▸ **Exercise objective**
Pull each line containing "bridge" out of the data and copy it.

::: The data :::

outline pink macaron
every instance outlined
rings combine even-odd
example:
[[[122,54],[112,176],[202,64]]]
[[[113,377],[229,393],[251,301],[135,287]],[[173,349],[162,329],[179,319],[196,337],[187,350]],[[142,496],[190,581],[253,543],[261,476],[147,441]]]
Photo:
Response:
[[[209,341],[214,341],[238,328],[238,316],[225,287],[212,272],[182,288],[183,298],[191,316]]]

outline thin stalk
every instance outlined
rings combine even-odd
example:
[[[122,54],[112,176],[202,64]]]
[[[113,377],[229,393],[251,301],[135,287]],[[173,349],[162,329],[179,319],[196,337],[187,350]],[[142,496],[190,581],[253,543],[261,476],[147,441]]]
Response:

:::
::: The data :::

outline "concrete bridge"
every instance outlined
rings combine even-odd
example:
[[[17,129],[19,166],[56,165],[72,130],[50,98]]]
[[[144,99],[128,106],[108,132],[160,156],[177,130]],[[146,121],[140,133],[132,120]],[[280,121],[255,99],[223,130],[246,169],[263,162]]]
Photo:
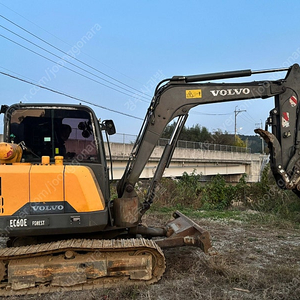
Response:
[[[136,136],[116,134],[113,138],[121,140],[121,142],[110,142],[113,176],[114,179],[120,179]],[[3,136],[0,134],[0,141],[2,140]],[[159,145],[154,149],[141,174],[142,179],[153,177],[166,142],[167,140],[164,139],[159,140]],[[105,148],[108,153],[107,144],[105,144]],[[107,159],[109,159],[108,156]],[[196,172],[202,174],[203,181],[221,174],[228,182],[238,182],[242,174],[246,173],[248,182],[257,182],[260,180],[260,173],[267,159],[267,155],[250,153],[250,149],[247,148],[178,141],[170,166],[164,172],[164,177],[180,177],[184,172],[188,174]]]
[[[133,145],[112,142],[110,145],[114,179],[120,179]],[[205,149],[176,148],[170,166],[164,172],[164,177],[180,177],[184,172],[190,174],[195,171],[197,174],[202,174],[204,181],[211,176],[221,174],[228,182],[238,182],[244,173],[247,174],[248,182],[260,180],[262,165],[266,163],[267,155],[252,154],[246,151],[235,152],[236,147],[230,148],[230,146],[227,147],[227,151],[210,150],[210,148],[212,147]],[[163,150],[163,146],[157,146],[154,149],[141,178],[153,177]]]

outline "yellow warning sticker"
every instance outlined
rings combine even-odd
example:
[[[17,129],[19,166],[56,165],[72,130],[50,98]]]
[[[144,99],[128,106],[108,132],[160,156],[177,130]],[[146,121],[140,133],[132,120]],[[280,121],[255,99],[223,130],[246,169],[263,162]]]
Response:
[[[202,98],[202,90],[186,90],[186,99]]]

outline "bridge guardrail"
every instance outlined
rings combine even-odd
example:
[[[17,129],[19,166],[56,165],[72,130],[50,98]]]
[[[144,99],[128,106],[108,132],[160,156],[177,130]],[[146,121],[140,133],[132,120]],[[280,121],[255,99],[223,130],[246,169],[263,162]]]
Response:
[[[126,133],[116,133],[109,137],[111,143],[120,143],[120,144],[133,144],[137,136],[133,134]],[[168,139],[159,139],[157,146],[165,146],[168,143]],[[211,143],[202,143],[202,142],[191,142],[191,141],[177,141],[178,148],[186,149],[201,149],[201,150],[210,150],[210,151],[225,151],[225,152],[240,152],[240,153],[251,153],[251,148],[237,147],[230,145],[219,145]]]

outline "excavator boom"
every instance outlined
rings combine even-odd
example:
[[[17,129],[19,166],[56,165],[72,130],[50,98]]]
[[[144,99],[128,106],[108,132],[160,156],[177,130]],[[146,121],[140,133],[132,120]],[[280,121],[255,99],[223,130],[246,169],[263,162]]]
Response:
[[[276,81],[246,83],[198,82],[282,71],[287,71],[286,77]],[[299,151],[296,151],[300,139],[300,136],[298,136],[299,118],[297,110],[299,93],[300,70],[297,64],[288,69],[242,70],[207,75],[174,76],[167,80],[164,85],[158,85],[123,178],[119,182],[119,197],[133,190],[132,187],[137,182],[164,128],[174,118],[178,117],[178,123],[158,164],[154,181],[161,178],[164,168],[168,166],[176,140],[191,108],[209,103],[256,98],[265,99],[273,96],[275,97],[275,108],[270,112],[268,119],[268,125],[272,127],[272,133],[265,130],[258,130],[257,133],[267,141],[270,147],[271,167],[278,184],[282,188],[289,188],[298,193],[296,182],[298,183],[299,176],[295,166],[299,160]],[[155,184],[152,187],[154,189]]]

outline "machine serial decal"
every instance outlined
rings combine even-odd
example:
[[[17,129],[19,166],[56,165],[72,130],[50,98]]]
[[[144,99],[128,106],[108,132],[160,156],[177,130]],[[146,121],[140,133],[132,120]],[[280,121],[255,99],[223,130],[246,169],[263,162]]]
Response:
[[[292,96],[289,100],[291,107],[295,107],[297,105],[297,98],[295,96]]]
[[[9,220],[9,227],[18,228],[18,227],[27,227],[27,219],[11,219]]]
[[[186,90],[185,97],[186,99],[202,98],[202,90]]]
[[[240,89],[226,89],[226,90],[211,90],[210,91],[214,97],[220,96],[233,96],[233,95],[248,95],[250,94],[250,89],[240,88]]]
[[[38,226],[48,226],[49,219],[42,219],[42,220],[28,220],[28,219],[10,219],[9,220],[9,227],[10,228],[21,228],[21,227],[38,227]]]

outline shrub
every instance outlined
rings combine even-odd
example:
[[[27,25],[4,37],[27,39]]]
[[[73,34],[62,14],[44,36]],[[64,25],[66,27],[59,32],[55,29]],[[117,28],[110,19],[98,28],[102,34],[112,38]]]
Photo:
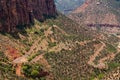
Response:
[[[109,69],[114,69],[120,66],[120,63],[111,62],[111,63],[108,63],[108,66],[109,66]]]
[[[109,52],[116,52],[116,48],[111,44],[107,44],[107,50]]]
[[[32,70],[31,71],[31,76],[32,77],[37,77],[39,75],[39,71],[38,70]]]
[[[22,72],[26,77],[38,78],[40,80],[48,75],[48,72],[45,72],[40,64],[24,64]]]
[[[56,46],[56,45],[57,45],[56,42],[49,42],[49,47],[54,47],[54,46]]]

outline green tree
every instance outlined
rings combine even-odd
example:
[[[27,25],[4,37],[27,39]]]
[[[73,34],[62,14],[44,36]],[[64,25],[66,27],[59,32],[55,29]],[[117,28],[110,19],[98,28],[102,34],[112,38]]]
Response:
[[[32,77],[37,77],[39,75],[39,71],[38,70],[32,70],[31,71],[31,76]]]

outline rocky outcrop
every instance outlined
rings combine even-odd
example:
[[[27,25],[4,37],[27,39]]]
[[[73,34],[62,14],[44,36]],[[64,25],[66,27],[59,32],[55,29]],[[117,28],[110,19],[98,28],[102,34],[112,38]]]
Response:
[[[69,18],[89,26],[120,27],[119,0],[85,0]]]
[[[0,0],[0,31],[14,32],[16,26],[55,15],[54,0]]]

:::

▸ **Result for this task**
outline "concrete bridge"
outline "bridge guardrail"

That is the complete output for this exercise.